> _EXERCISE GOAL_
Take the line that contains "Where can you spot the raised" as the first and the last line of the material as the final one; set down exactly the lines in that span.

> _TASK INPUT_
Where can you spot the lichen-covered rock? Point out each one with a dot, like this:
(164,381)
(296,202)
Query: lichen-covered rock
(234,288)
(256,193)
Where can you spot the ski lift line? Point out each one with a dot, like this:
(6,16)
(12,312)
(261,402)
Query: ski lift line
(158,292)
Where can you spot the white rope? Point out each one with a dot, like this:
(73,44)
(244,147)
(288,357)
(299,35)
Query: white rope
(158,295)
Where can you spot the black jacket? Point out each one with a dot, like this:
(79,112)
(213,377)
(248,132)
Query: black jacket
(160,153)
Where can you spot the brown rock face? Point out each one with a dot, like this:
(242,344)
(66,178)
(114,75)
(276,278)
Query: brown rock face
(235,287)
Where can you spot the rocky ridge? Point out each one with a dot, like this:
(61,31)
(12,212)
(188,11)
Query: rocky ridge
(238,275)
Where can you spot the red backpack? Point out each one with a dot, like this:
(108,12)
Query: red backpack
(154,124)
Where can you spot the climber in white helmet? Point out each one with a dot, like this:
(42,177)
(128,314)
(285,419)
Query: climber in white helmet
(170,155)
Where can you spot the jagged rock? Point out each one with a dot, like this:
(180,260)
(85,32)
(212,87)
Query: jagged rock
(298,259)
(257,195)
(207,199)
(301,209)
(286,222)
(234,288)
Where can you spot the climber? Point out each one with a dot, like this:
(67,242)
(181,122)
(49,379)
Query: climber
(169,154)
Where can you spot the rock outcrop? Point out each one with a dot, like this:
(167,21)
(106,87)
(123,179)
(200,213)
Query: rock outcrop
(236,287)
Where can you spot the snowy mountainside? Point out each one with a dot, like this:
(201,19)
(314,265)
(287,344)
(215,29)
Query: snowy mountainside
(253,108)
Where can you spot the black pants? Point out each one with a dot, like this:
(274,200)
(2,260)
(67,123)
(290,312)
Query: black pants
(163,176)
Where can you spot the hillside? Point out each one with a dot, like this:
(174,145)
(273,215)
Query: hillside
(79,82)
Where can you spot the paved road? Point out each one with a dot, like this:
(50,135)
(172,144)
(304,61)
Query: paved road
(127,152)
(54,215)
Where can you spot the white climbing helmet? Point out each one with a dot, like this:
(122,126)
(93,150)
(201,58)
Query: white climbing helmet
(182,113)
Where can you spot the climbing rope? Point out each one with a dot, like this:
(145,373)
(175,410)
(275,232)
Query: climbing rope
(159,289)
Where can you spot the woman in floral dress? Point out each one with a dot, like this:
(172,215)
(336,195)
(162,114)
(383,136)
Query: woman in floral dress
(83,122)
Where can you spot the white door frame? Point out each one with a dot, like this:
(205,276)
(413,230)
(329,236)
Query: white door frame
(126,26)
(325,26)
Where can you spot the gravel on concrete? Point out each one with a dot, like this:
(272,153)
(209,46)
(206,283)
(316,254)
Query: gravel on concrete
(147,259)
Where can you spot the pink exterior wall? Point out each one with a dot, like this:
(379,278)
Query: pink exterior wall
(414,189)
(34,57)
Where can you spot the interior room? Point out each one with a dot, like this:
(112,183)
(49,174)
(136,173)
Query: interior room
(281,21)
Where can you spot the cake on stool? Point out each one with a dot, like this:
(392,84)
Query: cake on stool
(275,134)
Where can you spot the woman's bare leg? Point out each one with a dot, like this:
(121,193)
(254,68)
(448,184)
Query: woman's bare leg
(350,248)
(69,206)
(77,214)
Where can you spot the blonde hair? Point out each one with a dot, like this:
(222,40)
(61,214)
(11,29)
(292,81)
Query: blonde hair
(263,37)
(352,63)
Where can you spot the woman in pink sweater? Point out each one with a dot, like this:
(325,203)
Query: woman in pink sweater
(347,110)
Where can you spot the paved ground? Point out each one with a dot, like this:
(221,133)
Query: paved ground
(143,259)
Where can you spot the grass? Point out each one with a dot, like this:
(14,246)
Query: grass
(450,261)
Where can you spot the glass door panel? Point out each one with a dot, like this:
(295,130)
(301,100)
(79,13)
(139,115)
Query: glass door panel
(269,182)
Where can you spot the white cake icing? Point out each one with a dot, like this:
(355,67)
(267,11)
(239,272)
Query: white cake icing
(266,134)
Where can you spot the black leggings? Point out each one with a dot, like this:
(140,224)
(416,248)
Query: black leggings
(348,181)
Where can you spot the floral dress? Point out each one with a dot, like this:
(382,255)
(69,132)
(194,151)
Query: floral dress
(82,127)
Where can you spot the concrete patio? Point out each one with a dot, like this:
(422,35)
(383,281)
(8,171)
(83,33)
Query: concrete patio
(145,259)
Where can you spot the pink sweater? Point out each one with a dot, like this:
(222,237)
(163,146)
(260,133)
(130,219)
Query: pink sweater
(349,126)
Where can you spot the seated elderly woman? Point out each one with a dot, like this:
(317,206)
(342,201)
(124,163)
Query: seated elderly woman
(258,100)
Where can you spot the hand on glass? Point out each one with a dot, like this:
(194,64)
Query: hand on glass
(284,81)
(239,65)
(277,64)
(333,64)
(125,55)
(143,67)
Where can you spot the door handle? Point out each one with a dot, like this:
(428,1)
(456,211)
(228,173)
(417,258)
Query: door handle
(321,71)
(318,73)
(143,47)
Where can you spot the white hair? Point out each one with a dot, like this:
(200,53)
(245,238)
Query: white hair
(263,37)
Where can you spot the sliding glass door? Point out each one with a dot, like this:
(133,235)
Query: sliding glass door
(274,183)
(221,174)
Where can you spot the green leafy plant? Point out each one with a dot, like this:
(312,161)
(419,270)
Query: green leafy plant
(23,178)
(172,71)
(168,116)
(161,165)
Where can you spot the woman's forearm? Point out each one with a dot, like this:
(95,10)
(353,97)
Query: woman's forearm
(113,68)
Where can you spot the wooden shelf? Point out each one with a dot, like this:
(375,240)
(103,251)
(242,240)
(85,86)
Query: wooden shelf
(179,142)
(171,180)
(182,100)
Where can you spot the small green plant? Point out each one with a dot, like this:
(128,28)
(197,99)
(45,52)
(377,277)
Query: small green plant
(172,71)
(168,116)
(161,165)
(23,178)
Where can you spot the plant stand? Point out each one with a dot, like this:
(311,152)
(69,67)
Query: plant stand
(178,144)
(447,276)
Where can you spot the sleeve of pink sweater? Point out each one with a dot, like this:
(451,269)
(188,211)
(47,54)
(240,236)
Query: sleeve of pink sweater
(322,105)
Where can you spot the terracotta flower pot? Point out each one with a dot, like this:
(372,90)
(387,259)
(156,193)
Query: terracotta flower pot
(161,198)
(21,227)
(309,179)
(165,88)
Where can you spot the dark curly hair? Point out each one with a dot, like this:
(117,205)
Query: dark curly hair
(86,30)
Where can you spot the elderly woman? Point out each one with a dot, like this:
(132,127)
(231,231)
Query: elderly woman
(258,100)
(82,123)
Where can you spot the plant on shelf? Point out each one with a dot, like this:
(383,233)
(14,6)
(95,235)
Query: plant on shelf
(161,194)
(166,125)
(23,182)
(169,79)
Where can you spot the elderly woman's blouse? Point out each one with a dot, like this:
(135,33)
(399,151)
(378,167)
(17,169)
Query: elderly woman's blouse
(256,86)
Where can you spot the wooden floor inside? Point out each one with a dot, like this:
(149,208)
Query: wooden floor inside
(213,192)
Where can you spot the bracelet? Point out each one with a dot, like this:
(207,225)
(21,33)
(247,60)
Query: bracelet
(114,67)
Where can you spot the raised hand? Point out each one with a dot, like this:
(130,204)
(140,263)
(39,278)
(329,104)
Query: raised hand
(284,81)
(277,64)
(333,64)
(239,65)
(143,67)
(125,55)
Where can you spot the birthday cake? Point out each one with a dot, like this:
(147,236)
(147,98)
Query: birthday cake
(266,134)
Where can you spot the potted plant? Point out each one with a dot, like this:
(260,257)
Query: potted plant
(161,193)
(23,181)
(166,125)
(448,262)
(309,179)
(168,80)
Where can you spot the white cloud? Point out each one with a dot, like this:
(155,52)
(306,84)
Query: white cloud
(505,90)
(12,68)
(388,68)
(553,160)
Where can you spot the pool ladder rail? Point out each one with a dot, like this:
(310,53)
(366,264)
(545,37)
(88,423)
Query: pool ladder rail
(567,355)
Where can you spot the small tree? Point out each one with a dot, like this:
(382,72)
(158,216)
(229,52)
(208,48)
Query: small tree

> _FINISHED EXERCISE_
Where can you spot the raised hand? Point out each one with a dot, like this:
(130,204)
(140,263)
(39,278)
(329,104)
Query: raised hand
(284,81)
(277,64)
(333,64)
(239,65)
(143,67)
(125,55)
Where can you spot the birthday cake? Point out each one with a dot, like this:
(147,236)
(147,98)
Query: birthday cake
(266,134)
Where can you spot the potted plant? Point out each one with a dot, like this:
(260,257)
Query: potted plant
(161,193)
(23,181)
(166,125)
(448,262)
(309,179)
(168,80)
Where can you spot the white cloud? Point out each one with a dot, like this:
(155,52)
(306,84)
Query: white cloud
(505,90)
(12,68)
(388,68)
(553,160)
Where can you spot the pool ladder rail? Point out each one with a dot, like this:
(310,53)
(366,264)
(545,37)
(88,423)
Query: pool ladder rail
(567,355)
Where can you spot the small tree? Point out each one with a dot, like this:
(382,72)
(158,216)
(229,52)
(208,48)
Query: small tree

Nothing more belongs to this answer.